-- Start of Material for this task --
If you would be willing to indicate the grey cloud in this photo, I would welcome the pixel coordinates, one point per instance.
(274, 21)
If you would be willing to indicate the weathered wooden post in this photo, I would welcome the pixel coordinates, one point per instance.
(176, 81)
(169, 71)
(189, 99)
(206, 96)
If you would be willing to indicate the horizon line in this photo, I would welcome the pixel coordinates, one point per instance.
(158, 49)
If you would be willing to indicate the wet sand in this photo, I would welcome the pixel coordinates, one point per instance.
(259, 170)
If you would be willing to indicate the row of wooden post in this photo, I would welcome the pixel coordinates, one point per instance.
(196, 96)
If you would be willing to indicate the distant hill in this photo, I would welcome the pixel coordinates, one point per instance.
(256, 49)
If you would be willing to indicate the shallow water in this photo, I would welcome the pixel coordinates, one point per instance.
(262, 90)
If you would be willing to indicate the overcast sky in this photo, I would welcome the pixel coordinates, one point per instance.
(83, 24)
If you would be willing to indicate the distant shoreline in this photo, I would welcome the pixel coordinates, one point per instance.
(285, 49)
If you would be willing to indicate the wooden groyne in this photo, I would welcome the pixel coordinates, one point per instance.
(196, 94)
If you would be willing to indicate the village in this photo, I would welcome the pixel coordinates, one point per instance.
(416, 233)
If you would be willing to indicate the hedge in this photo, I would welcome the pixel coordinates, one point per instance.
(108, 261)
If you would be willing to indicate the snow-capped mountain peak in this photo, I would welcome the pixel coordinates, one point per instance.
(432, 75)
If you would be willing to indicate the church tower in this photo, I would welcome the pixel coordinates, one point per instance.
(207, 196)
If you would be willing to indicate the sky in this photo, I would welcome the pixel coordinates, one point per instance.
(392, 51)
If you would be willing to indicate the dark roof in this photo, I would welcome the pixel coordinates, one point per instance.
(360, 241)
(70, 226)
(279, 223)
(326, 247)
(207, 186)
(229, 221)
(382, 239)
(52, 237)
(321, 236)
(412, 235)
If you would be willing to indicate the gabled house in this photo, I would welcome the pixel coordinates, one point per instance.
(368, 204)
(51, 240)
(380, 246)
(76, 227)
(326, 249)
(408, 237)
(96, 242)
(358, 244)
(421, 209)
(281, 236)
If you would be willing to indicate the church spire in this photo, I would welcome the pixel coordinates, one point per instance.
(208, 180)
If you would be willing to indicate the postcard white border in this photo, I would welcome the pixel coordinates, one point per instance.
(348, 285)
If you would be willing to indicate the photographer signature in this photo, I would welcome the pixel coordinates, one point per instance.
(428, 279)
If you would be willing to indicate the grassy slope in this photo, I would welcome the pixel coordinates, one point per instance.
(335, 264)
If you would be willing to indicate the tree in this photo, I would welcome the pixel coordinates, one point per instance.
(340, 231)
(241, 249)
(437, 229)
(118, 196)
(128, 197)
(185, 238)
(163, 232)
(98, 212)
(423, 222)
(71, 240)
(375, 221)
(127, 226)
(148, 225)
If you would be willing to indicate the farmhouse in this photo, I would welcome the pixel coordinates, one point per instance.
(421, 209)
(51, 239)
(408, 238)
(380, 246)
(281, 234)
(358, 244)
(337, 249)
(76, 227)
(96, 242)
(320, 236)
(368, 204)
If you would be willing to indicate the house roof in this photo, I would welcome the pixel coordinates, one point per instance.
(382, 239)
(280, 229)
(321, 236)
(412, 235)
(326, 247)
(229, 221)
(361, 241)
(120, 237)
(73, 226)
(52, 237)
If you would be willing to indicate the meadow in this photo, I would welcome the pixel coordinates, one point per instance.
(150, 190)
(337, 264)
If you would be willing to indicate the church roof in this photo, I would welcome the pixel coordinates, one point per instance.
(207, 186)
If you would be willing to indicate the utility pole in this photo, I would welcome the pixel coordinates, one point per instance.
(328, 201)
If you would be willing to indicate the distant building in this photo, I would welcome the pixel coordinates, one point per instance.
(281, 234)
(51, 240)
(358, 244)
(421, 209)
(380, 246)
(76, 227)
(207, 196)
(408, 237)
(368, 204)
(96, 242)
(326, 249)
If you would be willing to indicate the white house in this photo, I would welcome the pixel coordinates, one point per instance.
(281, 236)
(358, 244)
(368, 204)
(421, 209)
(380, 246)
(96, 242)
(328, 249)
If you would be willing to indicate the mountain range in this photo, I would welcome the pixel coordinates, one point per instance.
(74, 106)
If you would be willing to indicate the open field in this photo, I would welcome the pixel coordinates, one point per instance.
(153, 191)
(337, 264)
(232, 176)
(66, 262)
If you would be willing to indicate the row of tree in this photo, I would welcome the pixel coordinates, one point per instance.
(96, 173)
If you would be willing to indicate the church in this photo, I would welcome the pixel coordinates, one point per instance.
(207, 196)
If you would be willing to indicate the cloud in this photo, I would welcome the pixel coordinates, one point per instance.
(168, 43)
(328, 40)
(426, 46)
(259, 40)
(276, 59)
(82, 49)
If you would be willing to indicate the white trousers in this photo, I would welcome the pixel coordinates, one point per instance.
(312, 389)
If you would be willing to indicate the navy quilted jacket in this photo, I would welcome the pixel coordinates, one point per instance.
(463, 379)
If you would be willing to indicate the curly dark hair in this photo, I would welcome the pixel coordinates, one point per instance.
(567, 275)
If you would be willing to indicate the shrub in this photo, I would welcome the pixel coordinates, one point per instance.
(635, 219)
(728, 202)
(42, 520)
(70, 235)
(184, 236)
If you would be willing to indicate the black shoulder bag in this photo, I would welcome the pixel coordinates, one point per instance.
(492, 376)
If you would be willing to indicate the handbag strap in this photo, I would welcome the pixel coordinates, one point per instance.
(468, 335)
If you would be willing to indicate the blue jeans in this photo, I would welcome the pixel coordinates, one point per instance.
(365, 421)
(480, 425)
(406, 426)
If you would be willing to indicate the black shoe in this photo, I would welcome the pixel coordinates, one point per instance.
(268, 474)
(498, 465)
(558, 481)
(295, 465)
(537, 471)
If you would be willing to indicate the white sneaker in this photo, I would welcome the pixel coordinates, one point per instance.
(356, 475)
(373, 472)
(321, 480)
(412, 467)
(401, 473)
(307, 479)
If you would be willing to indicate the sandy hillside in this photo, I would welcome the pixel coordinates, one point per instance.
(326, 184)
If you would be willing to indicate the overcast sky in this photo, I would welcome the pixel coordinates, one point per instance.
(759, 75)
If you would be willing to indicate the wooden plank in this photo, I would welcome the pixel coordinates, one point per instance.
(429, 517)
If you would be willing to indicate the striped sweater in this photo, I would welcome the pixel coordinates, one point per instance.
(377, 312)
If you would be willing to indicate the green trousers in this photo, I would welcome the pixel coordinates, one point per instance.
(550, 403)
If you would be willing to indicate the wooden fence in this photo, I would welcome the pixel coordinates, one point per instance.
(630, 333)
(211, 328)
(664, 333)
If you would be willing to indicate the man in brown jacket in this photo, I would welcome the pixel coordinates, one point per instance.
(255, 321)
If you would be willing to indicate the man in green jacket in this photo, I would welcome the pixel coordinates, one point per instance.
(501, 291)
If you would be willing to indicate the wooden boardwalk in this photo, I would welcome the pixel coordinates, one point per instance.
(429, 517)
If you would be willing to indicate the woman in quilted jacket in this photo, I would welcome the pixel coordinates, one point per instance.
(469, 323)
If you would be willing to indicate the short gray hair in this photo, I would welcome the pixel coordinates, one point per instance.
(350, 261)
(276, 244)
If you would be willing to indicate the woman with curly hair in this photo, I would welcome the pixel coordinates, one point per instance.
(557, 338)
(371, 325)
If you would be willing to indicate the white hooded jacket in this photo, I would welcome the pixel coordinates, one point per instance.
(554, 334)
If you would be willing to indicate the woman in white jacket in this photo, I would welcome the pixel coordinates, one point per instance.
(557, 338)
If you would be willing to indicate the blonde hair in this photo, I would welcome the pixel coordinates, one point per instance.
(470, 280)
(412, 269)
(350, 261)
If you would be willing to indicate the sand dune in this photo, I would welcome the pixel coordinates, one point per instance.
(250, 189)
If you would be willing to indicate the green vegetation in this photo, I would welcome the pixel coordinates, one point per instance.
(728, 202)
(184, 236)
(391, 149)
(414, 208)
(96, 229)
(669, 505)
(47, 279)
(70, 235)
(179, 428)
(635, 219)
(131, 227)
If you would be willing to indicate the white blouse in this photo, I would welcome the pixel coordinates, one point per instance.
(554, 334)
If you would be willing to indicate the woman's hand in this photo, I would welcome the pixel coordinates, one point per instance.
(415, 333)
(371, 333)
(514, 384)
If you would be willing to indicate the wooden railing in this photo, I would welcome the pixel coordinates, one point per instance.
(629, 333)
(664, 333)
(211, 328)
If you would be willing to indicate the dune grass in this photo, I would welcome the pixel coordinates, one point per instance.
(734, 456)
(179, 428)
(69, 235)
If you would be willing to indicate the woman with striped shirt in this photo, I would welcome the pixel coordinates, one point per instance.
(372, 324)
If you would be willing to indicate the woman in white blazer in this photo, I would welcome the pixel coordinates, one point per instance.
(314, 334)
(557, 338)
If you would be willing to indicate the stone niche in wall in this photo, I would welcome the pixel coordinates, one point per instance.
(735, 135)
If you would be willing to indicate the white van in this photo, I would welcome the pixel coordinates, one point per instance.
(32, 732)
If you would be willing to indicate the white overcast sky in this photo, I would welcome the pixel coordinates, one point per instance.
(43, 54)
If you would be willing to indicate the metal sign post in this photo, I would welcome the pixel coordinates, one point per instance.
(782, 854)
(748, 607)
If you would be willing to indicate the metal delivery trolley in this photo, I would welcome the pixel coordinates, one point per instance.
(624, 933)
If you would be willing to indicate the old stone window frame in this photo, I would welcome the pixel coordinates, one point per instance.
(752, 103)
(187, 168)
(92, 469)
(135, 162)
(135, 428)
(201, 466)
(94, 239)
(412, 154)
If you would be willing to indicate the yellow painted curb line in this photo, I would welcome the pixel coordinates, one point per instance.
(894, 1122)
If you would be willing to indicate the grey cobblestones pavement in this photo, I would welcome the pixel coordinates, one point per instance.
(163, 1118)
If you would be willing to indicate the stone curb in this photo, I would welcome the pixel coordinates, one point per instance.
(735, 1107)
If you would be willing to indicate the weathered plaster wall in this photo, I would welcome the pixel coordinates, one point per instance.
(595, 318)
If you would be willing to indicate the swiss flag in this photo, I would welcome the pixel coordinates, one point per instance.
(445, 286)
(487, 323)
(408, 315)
-- End of Material for this task --
Stated problem - Beginning with the line that contains "If you would be willing to indicate the dune", quote each line exactly through the last line of the entries above, and nothing beyond them.

Answer for the task -
If you would be willing to indicate the dune grass in this photo, I would welcome the pixel coordinates, one point per instance.
(734, 456)
(179, 428)
(69, 235)
If you would be willing to indicate the woman with striped shirt in this photo, I would welcome the pixel coordinates, one point per instance.
(372, 324)
If you would be willing to indicate the woman in white blazer in this photo, I would welcome the pixel coordinates, one point per instance.
(314, 334)
(557, 338)
If you would be willing to indicate the stone niche in wall in this photo, I would welcome the pixel coordinates, one point per instance.
(735, 135)
If you would be willing to indicate the white van in this photo, I would welcome the pixel coordinates, one point per instance.
(32, 732)
If you would be willing to indicate the white overcast sky in this photo, I would welcome the pixel coordinates, one point per instance.
(43, 54)
If you would be willing to indicate the metal sign post in this photo, I would welcome the pixel coordinates, one point per instance.
(782, 854)
(748, 607)
If you would be willing to indicate the metal delivery trolley in this photo, I would welcome the pixel coordinates, one point per instance.
(624, 933)
If you would be willing to indicate the old stone window frame in this photo, I would welcome the pixel coordinates, one point per instance.
(752, 103)
(187, 168)
(92, 469)
(135, 162)
(135, 428)
(201, 466)
(94, 239)
(412, 154)
If you would be willing to indicate the yellow painted curb line in this photo, I would welcome the pixel coordinates, one point per instance.
(894, 1122)
If you would be willing to indicate the grey cobblestones pavement in this photo, I would welcome the pixel coordinates, one point per instance.
(163, 1118)
If you would be willing to indicate the stone curb in this photo, I would welcome the pixel coordinates, one point per instance.
(735, 1107)
If you would be willing to indicate the weathered plaster wall in this photo, I would welcome the pixel coordinates, one point per instance.
(595, 318)
If you would be willing to indicate the swiss flag in this photo, I would welcome the pixel coordinates, one point per instance.
(445, 286)
(487, 323)
(408, 315)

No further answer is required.